Coordinate annotation entries
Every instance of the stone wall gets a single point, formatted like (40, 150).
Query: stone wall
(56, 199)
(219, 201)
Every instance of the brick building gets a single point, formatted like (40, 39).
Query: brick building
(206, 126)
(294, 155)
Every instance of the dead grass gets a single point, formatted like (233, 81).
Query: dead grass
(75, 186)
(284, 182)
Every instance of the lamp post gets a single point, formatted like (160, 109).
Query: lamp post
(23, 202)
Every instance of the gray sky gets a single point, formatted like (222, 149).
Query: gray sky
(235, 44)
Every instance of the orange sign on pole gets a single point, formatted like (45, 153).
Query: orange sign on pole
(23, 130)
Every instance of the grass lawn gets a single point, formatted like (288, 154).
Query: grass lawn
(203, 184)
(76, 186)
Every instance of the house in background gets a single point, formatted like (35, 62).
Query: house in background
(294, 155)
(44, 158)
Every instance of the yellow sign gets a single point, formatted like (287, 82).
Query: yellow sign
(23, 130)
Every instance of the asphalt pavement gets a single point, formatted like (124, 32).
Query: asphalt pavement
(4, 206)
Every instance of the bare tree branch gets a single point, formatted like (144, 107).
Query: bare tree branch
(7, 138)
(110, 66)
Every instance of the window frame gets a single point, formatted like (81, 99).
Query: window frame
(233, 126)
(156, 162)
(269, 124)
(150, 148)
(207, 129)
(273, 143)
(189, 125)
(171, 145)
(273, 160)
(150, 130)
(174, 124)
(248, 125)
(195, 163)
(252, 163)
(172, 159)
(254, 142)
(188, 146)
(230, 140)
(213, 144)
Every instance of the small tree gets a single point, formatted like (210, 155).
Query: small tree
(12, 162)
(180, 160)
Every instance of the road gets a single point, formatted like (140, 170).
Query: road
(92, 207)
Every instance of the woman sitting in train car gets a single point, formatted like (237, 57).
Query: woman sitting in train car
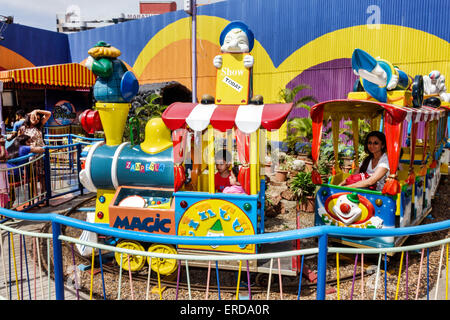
(374, 169)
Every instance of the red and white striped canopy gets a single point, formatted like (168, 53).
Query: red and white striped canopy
(247, 118)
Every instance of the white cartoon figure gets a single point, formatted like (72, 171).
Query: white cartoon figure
(347, 208)
(236, 37)
(434, 83)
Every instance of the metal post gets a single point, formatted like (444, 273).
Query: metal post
(194, 51)
(80, 185)
(48, 175)
(322, 266)
(57, 261)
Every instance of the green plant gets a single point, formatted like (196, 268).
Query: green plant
(143, 113)
(285, 162)
(302, 185)
(299, 129)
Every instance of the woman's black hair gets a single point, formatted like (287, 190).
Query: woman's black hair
(13, 149)
(27, 123)
(382, 138)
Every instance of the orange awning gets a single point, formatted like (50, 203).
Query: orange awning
(67, 75)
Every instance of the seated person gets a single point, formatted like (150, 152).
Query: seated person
(235, 185)
(376, 164)
(222, 176)
(19, 148)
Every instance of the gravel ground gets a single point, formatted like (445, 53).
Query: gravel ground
(348, 289)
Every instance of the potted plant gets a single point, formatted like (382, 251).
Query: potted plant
(284, 164)
(298, 129)
(304, 188)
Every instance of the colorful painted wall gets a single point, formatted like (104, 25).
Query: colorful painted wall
(306, 41)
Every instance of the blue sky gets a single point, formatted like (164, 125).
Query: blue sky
(42, 14)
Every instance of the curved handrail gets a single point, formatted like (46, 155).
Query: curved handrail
(231, 240)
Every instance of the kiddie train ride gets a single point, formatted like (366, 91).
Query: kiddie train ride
(390, 101)
(161, 185)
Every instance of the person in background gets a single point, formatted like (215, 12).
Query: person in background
(20, 119)
(376, 164)
(235, 185)
(222, 176)
(4, 183)
(32, 126)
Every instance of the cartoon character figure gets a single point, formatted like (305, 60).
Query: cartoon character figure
(377, 76)
(347, 208)
(434, 84)
(234, 83)
(236, 38)
(114, 83)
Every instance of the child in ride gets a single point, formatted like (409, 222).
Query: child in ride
(235, 185)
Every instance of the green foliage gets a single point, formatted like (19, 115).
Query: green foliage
(302, 185)
(151, 109)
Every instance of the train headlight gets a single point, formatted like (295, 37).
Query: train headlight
(183, 204)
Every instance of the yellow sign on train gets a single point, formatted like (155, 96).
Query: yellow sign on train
(233, 80)
(216, 218)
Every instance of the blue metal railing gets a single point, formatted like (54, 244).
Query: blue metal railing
(322, 233)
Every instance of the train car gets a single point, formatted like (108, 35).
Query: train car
(405, 199)
(165, 184)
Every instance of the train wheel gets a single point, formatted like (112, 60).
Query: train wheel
(163, 265)
(135, 262)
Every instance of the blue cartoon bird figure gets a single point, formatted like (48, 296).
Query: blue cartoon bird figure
(115, 83)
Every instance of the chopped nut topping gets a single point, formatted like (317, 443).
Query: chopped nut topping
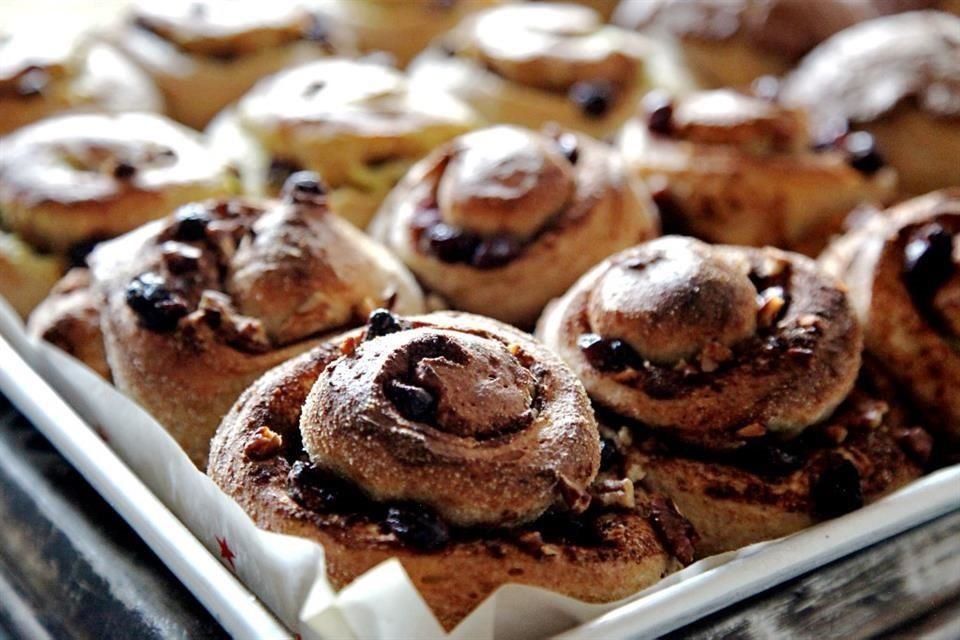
(264, 444)
(752, 430)
(614, 493)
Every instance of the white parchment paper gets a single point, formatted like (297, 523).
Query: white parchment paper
(287, 573)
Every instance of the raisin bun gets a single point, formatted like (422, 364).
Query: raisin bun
(445, 441)
(901, 267)
(204, 54)
(48, 68)
(401, 29)
(532, 63)
(730, 43)
(503, 219)
(357, 123)
(729, 167)
(729, 375)
(897, 78)
(196, 306)
(71, 180)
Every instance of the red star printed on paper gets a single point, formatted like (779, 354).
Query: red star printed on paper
(226, 552)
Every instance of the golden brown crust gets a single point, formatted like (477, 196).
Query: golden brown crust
(199, 304)
(733, 504)
(700, 358)
(553, 203)
(69, 318)
(51, 68)
(359, 124)
(531, 63)
(623, 553)
(204, 55)
(729, 43)
(731, 168)
(402, 29)
(900, 266)
(896, 77)
(75, 179)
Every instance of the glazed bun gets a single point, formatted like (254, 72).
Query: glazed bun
(205, 54)
(445, 440)
(46, 68)
(501, 220)
(728, 167)
(528, 64)
(897, 78)
(357, 123)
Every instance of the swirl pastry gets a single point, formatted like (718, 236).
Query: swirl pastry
(198, 305)
(501, 220)
(527, 64)
(47, 69)
(204, 54)
(901, 267)
(72, 180)
(728, 167)
(402, 29)
(456, 444)
(729, 375)
(897, 78)
(730, 43)
(358, 124)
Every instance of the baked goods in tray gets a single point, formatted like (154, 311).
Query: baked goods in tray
(901, 269)
(401, 28)
(204, 54)
(501, 220)
(48, 68)
(729, 167)
(730, 376)
(71, 180)
(897, 78)
(730, 43)
(357, 123)
(198, 305)
(457, 444)
(533, 63)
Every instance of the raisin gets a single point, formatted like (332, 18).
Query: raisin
(159, 308)
(449, 244)
(413, 403)
(606, 354)
(380, 323)
(320, 490)
(593, 97)
(417, 526)
(190, 223)
(862, 152)
(659, 108)
(495, 252)
(837, 490)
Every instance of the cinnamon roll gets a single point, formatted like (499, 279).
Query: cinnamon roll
(198, 305)
(72, 180)
(501, 220)
(357, 123)
(402, 29)
(728, 167)
(49, 68)
(898, 79)
(730, 43)
(901, 267)
(729, 375)
(204, 54)
(528, 64)
(456, 444)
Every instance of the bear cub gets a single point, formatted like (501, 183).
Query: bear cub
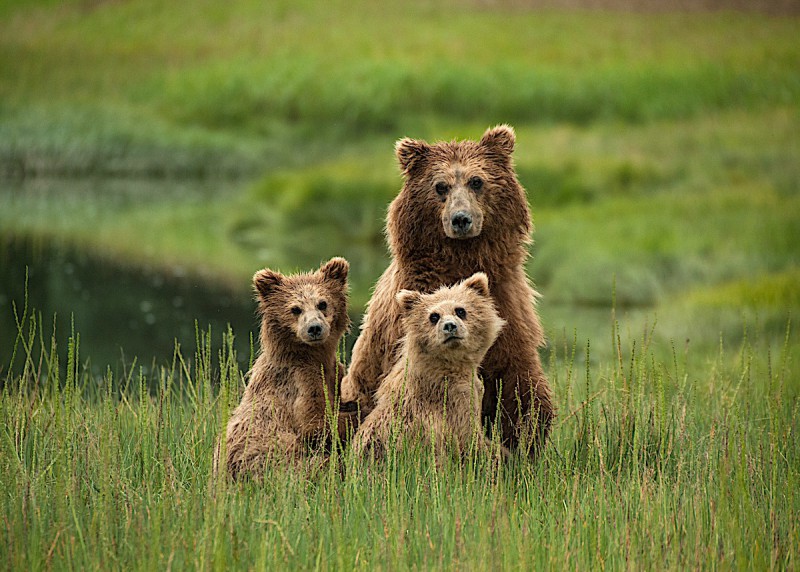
(294, 383)
(433, 393)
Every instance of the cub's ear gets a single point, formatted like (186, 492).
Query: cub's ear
(410, 153)
(500, 140)
(265, 281)
(478, 282)
(335, 269)
(407, 299)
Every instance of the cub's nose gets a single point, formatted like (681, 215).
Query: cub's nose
(450, 327)
(461, 222)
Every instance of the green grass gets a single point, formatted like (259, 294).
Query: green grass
(653, 464)
(78, 82)
(661, 156)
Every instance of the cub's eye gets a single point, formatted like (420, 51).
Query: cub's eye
(476, 183)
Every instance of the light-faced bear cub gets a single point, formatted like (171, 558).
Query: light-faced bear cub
(433, 393)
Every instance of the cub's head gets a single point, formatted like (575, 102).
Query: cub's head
(460, 189)
(308, 309)
(456, 322)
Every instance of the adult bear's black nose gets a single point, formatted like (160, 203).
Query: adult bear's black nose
(461, 222)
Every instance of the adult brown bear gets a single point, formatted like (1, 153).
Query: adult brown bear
(462, 210)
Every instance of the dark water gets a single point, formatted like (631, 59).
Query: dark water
(120, 312)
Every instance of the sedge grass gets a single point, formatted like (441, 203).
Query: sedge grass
(654, 463)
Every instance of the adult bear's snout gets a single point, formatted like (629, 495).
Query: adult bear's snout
(461, 222)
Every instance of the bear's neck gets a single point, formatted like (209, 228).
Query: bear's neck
(301, 357)
(432, 372)
(448, 260)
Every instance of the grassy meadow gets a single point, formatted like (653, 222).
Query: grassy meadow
(662, 161)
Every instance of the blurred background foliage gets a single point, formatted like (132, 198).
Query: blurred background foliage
(658, 143)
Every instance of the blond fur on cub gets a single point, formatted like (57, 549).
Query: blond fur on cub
(433, 392)
(296, 378)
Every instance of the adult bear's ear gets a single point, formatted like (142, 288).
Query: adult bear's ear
(478, 282)
(336, 270)
(407, 299)
(265, 281)
(499, 141)
(411, 153)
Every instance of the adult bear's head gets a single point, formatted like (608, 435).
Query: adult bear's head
(463, 191)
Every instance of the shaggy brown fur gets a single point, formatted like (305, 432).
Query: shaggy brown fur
(433, 391)
(296, 378)
(462, 210)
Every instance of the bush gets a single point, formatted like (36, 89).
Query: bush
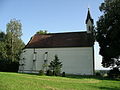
(41, 72)
(49, 73)
(63, 74)
(98, 74)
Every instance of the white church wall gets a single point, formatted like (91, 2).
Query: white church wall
(74, 60)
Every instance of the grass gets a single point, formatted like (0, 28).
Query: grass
(16, 81)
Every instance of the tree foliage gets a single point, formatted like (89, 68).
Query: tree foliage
(14, 43)
(108, 33)
(10, 46)
(55, 66)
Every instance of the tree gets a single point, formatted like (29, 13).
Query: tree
(108, 33)
(42, 32)
(14, 43)
(55, 66)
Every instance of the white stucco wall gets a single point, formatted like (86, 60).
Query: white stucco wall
(74, 60)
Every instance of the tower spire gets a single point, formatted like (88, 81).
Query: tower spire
(89, 22)
(89, 16)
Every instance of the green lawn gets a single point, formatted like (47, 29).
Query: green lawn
(16, 81)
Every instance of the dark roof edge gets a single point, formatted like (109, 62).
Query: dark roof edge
(58, 47)
(63, 33)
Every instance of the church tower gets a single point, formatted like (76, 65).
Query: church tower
(89, 22)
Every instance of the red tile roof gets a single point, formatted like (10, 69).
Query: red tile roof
(54, 40)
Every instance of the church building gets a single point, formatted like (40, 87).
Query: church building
(74, 49)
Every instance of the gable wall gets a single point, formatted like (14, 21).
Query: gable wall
(75, 60)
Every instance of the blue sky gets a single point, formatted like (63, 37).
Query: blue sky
(50, 15)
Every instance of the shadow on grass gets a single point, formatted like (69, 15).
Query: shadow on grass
(80, 76)
(106, 88)
(91, 77)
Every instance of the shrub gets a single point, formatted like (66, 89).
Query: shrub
(41, 72)
(98, 74)
(55, 66)
(114, 73)
(63, 74)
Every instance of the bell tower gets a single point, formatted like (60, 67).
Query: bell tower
(89, 22)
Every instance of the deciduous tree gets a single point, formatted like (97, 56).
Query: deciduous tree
(108, 33)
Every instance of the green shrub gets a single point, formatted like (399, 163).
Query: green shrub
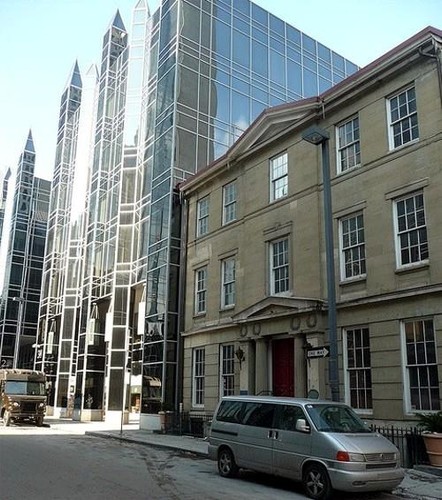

What to produce
Output everything from the line containing "Every instance of the gable" down to the end of the entries as a JSON list of strings, with one string per line and blank lines omitted. Leave the pictures out of the answer.

Correct answer
[
  "Every instance of the gable wall gets a single point, formatted like (14, 21).",
  "Query: gable wall",
  "(75, 60)",
  "Every instance of the blue sky gets a single point, formatted like (63, 37).",
  "Query: blue sky",
  "(50, 15)",
  "Every instance of the shadow on grass gets a single point, formatted like (69, 15).",
  "Query: shadow on grass",
  "(80, 76)",
  "(106, 88)",
  "(91, 77)",
  "Every instance of the shrub gets a single point, formatted like (66, 89).",
  "Query: shrub",
  "(41, 72)",
  "(98, 74)",
  "(55, 66)",
  "(114, 73)",
  "(63, 74)",
  "Every instance of the bell tower gets a single point, formatted like (60, 67).",
  "Query: bell tower",
  "(89, 22)",
  "Every instance of the deciduous tree gets a single point, formatted like (97, 56).",
  "Query: deciduous tree",
  "(108, 33)",
  "Every instance of the green shrub gets a single point, formatted like (399, 163).",
  "Query: green shrub"
]